Stored data
▼

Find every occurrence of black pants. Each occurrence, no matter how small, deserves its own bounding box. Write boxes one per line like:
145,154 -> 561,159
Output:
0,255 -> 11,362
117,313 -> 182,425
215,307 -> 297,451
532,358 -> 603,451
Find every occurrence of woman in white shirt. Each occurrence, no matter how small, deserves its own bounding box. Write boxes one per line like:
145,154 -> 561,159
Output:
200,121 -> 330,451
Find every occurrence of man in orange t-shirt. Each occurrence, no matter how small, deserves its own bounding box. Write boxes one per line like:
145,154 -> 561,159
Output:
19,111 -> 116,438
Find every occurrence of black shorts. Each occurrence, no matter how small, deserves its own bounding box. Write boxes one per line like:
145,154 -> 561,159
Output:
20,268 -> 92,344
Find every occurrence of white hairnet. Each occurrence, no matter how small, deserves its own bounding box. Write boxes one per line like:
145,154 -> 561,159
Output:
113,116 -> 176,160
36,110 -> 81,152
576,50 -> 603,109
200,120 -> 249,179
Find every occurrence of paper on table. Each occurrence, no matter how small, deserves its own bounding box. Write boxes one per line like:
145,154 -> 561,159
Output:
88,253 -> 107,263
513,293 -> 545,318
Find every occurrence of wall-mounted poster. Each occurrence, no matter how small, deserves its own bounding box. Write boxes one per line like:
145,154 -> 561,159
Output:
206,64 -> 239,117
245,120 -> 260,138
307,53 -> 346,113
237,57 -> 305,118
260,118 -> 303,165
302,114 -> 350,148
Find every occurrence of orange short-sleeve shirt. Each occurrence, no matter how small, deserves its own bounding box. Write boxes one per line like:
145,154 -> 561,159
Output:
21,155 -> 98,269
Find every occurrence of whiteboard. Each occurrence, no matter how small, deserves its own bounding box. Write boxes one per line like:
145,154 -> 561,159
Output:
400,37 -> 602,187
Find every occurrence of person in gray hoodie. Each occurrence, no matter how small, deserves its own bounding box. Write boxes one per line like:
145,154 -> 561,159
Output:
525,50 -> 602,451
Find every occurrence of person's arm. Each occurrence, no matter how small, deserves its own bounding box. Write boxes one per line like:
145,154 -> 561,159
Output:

▲

Every entry should be output exactly as written, please.

## Exercise answer
Find every occurrence of black pants. Each occurrence, no matter how small, deserves its own bounding box. Write boxes one per line like:
145,154 -> 561,159
Output:
0,255 -> 11,362
117,313 -> 182,425
215,307 -> 297,451
532,358 -> 603,451
Find every occurrence of woman in white shirt. Each occurrence, no matter how small, deserves its own bounding box. Write boxes one per line like:
145,154 -> 561,159
Output:
200,121 -> 330,451
Find every occurrence of man in orange t-shirt. Each occurrence, no matter how small, deserves its own bounding box. Write boxes one per line like:
145,154 -> 561,159
Output:
19,111 -> 116,438
Find every occurrence of black shorts. Each occurrence, no matter how small, deserves its own bounding box. Write boxes one per line like:
145,154 -> 561,159
Output:
20,268 -> 92,344
Find every occurrence of white hairnet. Each occurrence, no matter how small, deserves its own bounding box. Write boxes one per line like:
145,154 -> 561,159
Output:
113,116 -> 176,160
36,110 -> 81,152
576,50 -> 603,109
200,120 -> 249,179
Find every occurrence of paper on table. Each occurrence, no matter how small, deserves its own bounding box. Write boxes one per line like:
145,154 -> 561,159
Output:
88,253 -> 107,263
513,293 -> 545,318
Find every occurrence of wall-mounted poster. Each occurrence, no matter how small, deserves its own bounding box. Write boxes one per line like:
145,154 -> 561,159
Output:
206,64 -> 239,117
245,120 -> 260,138
307,53 -> 346,113
237,57 -> 305,118
260,118 -> 303,165
302,114 -> 350,148
Find every occurrence of orange short-sleeve shirt. Each occurrence, no matter how small, deserves its own bounding box. Write boxes one per line like:
145,154 -> 561,159
Output:
21,155 -> 98,269
Find every occurrence of whiteboard. Each occurrence, no matter how small, deserves its own bounding box. Write boxes one per line like:
145,154 -> 561,159
Output:
400,37 -> 602,187
Find every occurrence of person in gray hoodie. Each occurrence, no matter how small, deserves its own bounding box. Write boxes one per line like:
145,154 -> 561,159
Output:
525,50 -> 602,451
Find every occurrence of person's arm. Each occurrence, no matter how small, deserves its own bounding box. Write boxes one per line like:
145,154 -> 561,159
Output:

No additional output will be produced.